:: Document passage ::
9th Oct 2008 | 03:13 pm | Filed under Book Review

by pattrice jones

Originally published in Fall 2005 issue of Impact Press.

Review of War Made Easy by Norman Solomon

“Fool me once, shame on you. Fool me twice, shame on me.”

So goes the old saying. But when it comes to war, we’ve been fooled over and over again, with the same tricks serving the same purposes every time.

When does credulity become complicity? That’s the question that arises for me after reading Norman Solomon’s War Made Easy.

People in the United States like to think of themselves as peaceful and friendly lovers of liberty. Despite that innocent and pacific national self-image, the USA always seems seems to be fighting somebody, often by means of torture and treachery. In my lifetime, the United States has invaded Afghanistan, the Dominican Republic, Grenada, Iraq, and Panama; bombed civilians in Afghanistan, Bosnia, Iraq, Kosovo, Lebanon, and Vietnam; and sponsored reactionary paramilitary violence in Afghanistan, Angola, Cuba, El Salvador, Guatemala, Haiti, Nicaragua and heaven-only-knows where else.
:::
:: Source material ::
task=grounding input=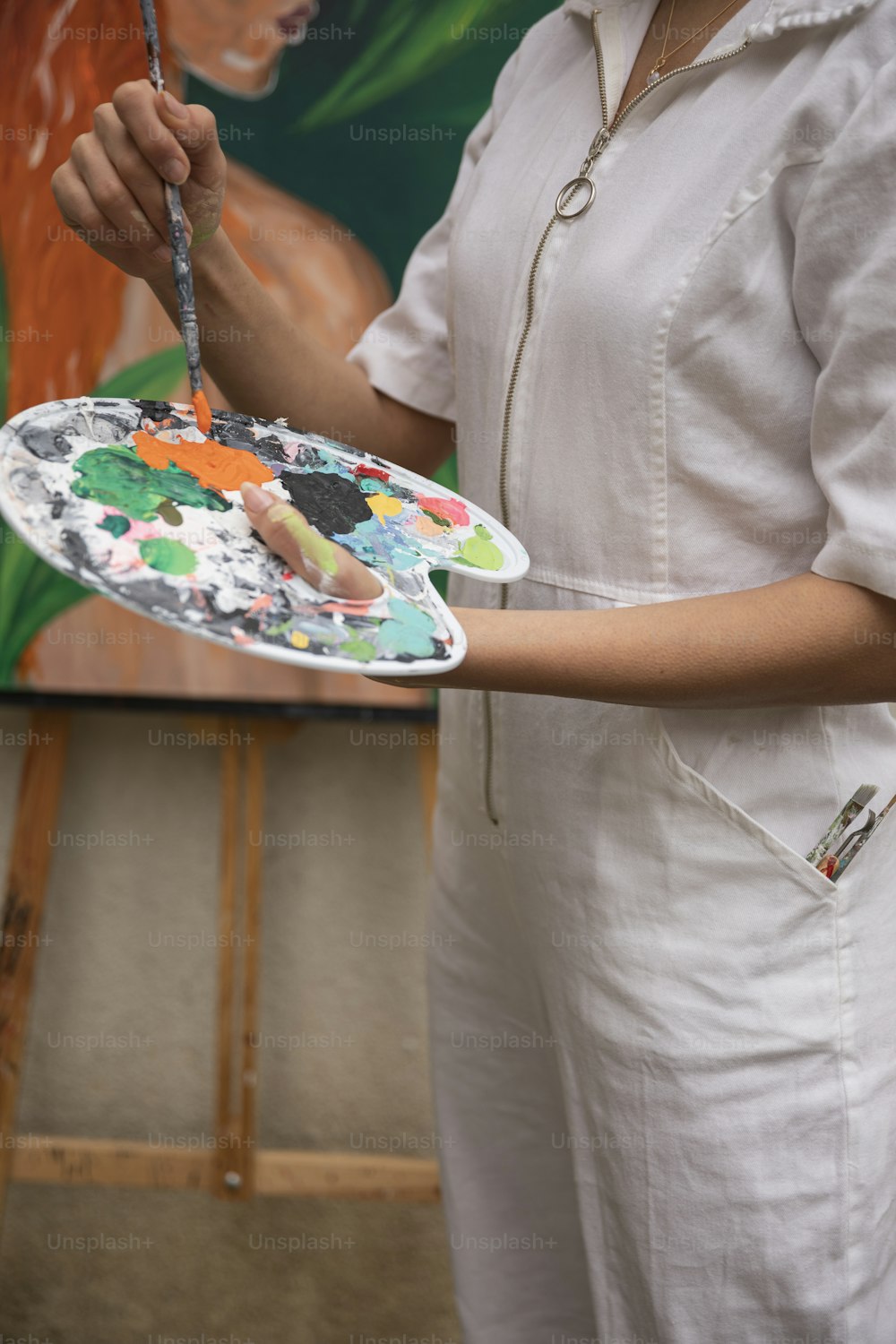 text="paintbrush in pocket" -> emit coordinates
[806,784,880,867]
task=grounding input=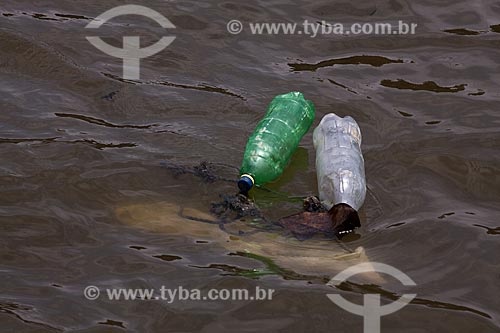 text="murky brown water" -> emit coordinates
[0,0,500,332]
:::
▶ **Exercise brief**: Can you write out, word for word, the stretch of the review from "9th Oct 2008" through "War Made Easy."? The material has no connection to the review.

▶ **Response for this exercise**:
9th Oct 2008 | 03:13 pm | Filed under Book Review

by pattrice jones

Originally published in Fall 2005 issue of Impact Press.

Review of War Made Easy by Norman Solomon

“Fool me once, shame on you. Fool me twice, shame on me.”

So goes the old saying. But when it comes to war, we’ve been fooled over and over again, with the same tricks serving the same purposes every time.

When does credulity become complicity? That’s the question that arises for me after reading Norman Solomon’s War Made Easy.